=== Task to complete ===
Take the lines below beginning at the line that has "point_to(query) puts a dot on the white net" and stopping after the line that has "point_to(query) puts a dot on the ice surface, one", and print them exactly as they are, with no other lines.

(Exercise data Opens)

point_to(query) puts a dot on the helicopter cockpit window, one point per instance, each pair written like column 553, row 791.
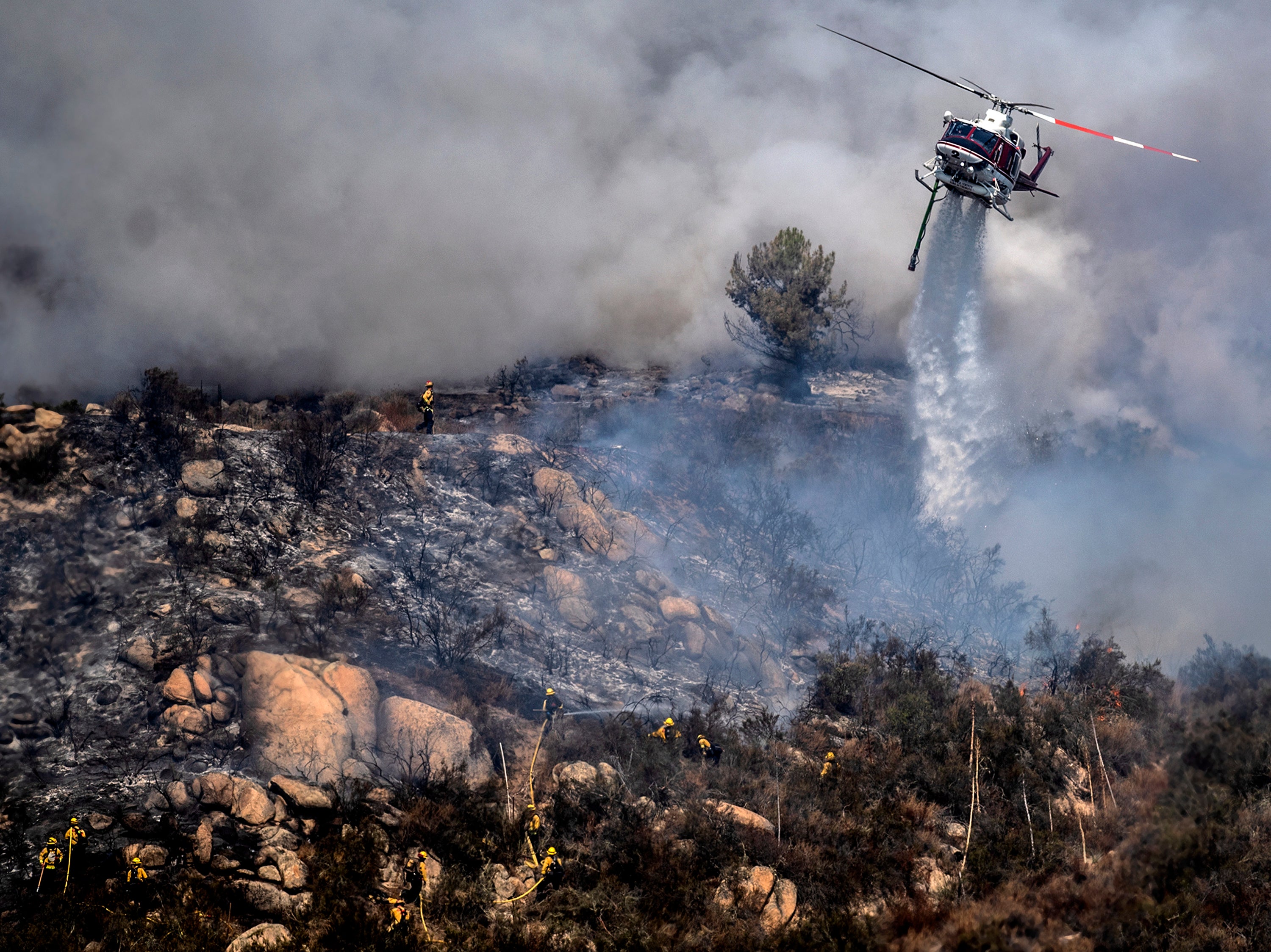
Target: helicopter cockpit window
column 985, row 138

(Exercise data Closes)
(Exercise data Opens)

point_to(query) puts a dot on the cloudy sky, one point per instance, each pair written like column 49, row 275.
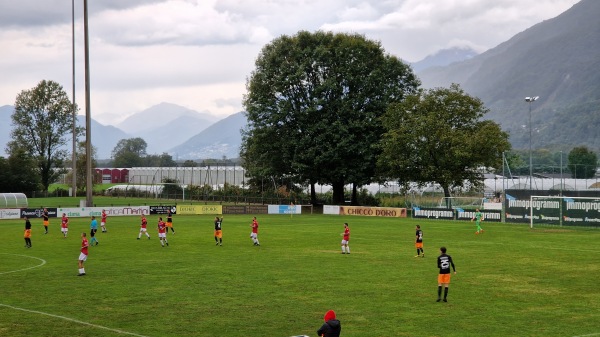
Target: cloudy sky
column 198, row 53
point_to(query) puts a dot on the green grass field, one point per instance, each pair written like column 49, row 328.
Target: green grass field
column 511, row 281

(Exercise data Closes)
(Exercise data Opens)

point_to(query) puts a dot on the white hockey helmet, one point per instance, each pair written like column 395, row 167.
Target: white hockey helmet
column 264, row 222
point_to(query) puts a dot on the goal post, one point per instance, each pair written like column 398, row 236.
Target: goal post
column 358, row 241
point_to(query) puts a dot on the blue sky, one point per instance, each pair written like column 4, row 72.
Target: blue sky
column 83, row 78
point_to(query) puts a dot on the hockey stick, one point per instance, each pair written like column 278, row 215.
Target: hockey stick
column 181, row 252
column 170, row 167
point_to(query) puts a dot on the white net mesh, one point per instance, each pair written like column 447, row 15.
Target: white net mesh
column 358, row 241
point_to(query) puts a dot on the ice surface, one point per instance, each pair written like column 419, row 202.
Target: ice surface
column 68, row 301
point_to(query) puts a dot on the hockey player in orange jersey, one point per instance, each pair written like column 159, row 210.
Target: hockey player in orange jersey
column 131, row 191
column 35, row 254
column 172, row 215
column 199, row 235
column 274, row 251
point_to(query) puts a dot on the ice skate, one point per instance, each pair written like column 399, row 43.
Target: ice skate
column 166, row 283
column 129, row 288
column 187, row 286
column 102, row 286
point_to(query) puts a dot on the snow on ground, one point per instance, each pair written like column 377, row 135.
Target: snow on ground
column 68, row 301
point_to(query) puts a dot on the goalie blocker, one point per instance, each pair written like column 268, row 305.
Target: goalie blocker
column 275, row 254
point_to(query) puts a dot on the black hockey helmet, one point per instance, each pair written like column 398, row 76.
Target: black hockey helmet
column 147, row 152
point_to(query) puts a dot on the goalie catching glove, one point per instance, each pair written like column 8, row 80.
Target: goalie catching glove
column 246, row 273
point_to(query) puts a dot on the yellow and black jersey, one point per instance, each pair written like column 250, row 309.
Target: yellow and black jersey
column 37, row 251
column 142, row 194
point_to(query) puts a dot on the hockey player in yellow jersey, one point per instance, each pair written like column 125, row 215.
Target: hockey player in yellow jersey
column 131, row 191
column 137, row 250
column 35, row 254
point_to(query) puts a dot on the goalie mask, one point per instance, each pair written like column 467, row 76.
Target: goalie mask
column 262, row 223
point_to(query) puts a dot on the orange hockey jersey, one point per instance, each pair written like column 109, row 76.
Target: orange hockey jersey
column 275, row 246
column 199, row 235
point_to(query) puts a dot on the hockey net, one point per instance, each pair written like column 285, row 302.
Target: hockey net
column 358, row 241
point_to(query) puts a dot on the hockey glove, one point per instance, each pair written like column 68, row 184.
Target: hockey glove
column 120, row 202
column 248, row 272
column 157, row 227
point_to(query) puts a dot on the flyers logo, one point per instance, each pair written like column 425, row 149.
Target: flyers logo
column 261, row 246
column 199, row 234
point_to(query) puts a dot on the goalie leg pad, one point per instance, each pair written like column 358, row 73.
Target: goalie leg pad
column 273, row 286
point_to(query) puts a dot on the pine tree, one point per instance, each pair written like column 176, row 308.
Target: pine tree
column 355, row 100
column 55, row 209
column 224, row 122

(Exercise data Closes)

=== Response to this task ===
point_to(query) puts a dot on the white net mesh, one point per instance, each pair written like column 447, row 15.
Target: white net mesh
column 358, row 241
point_to(query) puts a dot on the ice surface, one point per instance, each pair written like column 419, row 202.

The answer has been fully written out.